## INSTRUCTION
Copy the records below line for line, without changing anything, and leave the pictures out of your answer.

## EXCERPTED RECORDS
━━━━━━━━━━━━━━━━━━━━

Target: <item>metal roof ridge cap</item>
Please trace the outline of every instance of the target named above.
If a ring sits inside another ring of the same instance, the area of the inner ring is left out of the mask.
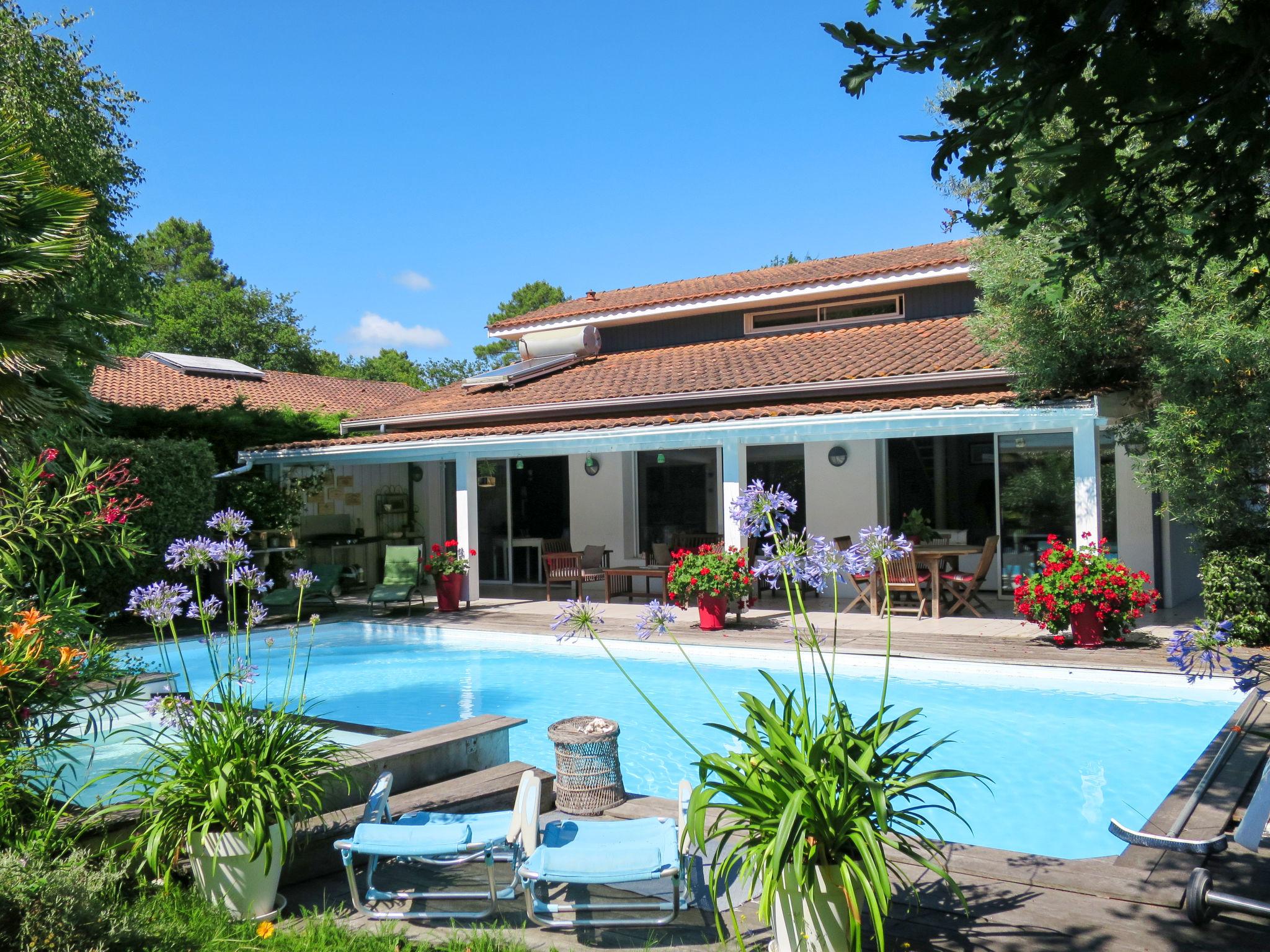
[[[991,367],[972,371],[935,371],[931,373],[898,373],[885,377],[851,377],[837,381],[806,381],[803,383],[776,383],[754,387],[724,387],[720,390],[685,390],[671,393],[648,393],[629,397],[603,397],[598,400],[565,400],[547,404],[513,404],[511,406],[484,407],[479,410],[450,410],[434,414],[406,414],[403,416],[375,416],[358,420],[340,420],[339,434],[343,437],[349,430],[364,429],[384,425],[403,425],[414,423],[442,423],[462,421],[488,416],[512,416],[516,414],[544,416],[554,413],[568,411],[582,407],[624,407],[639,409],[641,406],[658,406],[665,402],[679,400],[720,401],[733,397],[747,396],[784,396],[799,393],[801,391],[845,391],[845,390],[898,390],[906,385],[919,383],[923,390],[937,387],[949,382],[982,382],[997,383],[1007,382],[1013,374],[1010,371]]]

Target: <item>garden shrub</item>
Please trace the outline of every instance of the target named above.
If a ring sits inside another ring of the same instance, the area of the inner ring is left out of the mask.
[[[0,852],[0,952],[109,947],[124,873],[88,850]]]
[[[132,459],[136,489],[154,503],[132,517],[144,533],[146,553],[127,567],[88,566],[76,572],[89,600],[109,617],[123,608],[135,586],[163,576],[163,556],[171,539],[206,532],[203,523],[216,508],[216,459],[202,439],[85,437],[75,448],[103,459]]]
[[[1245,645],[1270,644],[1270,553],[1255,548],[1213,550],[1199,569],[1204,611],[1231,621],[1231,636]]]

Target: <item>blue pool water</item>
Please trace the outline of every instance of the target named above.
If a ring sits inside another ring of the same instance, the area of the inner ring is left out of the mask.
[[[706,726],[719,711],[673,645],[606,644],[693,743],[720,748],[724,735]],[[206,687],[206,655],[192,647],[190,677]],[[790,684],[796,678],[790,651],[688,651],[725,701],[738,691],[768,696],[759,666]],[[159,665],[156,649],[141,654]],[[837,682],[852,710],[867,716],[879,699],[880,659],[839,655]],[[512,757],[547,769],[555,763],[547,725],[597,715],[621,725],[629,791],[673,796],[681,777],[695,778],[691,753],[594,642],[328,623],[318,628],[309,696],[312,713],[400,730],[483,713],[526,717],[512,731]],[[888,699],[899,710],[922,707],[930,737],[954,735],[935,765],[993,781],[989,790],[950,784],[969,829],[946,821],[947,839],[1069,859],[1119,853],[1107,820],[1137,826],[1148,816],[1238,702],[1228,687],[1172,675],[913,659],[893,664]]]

━━━━━━━━━━━━━━━━━━━━

## EXERCISE OUTPUT
Target: <item>metal roof ridge cap</item>
Please trace the outline of every instance of the target named above.
If a ring sits inside another ring of the same instance, the area of the inner ring is left out of the mask.
[[[991,367],[972,371],[935,371],[931,373],[898,373],[885,377],[851,377],[837,381],[806,381],[803,383],[776,383],[754,387],[724,387],[720,390],[685,390],[671,393],[648,393],[629,397],[603,397],[598,400],[565,400],[547,404],[513,404],[511,406],[484,407],[479,410],[450,410],[434,414],[406,414],[403,416],[375,416],[358,420],[340,420],[339,434],[343,437],[349,430],[364,429],[384,425],[403,425],[414,423],[442,423],[462,421],[488,416],[512,416],[516,414],[544,416],[554,413],[568,411],[582,407],[624,407],[639,409],[641,406],[658,406],[665,402],[679,400],[720,401],[733,397],[747,396],[784,396],[799,393],[801,391],[845,391],[845,390],[898,390],[906,385],[919,383],[923,390],[937,387],[949,382],[982,382],[997,383],[1007,382],[1013,374],[1010,371]]]

Target: <item>garden shrub</item>
Please trace the outline of every instance of the target named above.
If a ring sits inside another ring of the same instance, the area of the inner ring is left out of the mask.
[[[0,852],[0,952],[109,947],[124,873],[88,850]]]
[[[132,459],[136,489],[154,503],[132,517],[144,533],[146,553],[127,567],[88,566],[76,572],[89,600],[109,617],[123,608],[135,586],[163,576],[163,556],[171,539],[206,532],[203,523],[216,508],[216,459],[202,439],[85,437],[75,448],[103,459]]]
[[[1245,645],[1270,644],[1270,553],[1255,548],[1213,550],[1199,569],[1204,611],[1231,621],[1231,636]]]

Target: <item>blue pool water</item>
Please trace the outline of every instance of the target named above.
If a ring sits inside another ring of the same instance, the area of the inner ring is left out of the mask.
[[[706,726],[719,711],[673,645],[606,644],[693,743],[720,748],[724,735]],[[206,687],[206,655],[192,647],[190,677]],[[790,684],[796,678],[790,651],[688,651],[725,701],[738,691],[768,696],[759,666]],[[159,665],[156,649],[141,654]],[[837,682],[852,710],[867,716],[879,699],[880,659],[839,655]],[[512,757],[547,769],[555,763],[547,725],[597,715],[621,725],[629,791],[673,796],[681,777],[695,778],[691,753],[594,642],[328,623],[318,628],[309,696],[312,713],[400,730],[483,713],[526,717],[512,731]],[[888,699],[899,710],[922,707],[930,737],[954,735],[935,765],[993,781],[989,790],[950,784],[969,829],[946,821],[947,839],[1069,859],[1119,853],[1107,820],[1137,826],[1148,816],[1238,702],[1228,687],[1172,675],[913,659],[893,664]]]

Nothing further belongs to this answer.